WRITTEN EXERCISE ▸ Please print the data below verbatim, keeping every line unchanged.

GIVEN DATA ▸
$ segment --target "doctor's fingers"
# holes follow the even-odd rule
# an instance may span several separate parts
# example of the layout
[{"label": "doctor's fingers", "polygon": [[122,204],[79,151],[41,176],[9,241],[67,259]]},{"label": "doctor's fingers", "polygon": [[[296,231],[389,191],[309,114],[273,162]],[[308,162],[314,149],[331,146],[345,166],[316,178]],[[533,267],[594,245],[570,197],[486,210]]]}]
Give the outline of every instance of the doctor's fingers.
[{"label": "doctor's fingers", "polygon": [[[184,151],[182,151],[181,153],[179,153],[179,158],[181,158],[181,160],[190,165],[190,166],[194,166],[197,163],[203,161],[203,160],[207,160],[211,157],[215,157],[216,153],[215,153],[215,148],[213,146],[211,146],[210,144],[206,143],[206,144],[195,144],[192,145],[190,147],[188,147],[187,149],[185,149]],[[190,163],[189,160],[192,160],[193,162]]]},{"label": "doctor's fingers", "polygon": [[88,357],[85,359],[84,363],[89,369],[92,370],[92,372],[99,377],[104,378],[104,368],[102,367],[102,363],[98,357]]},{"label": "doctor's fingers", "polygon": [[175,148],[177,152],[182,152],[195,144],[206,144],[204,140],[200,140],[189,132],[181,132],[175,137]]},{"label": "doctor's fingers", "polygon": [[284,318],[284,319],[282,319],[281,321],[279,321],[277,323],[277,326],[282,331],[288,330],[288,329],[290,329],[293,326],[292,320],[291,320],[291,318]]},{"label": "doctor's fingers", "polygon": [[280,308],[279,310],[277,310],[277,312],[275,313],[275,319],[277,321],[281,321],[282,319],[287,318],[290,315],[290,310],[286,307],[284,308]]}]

RESULT OF THE TASK ▸
$ segment --target "doctor's fingers"
# holes follow the even-odd rule
# an instance may span several separate parts
# example of the layout
[{"label": "doctor's fingers", "polygon": [[122,204],[79,151],[41,176],[9,241],[67,259]]},{"label": "doctor's fingers", "polygon": [[[296,231],[389,191],[309,114],[273,162]],[[308,162],[314,149],[331,146],[345,166],[316,178]],[[533,267],[594,245],[570,197],[486,210]]]}]
Give the outline of every instance of the doctor's fingers.
[{"label": "doctor's fingers", "polygon": [[[184,151],[182,151],[181,153],[179,153],[179,158],[181,158],[181,160],[190,165],[190,166],[194,166],[197,163],[203,161],[203,160],[207,160],[211,157],[215,157],[216,153],[215,153],[215,148],[213,146],[211,146],[210,144],[206,143],[206,144],[195,144],[192,145],[190,147],[188,147],[187,149],[185,149]],[[190,163],[189,160],[192,160],[193,162]]]},{"label": "doctor's fingers", "polygon": [[88,357],[85,359],[84,363],[89,369],[92,370],[92,372],[99,377],[104,378],[104,368],[102,367],[102,363],[98,357]]},{"label": "doctor's fingers", "polygon": [[175,148],[177,152],[182,152],[195,144],[206,144],[204,140],[200,140],[189,132],[181,132],[175,137]]},{"label": "doctor's fingers", "polygon": [[284,318],[284,319],[282,319],[281,321],[279,321],[277,323],[277,326],[282,331],[288,330],[288,329],[290,329],[293,326],[292,320],[291,320],[291,318]]},{"label": "doctor's fingers", "polygon": [[280,308],[279,310],[277,310],[277,312],[275,313],[275,319],[277,321],[281,321],[282,319],[287,318],[290,315],[290,310],[286,307],[284,308]]}]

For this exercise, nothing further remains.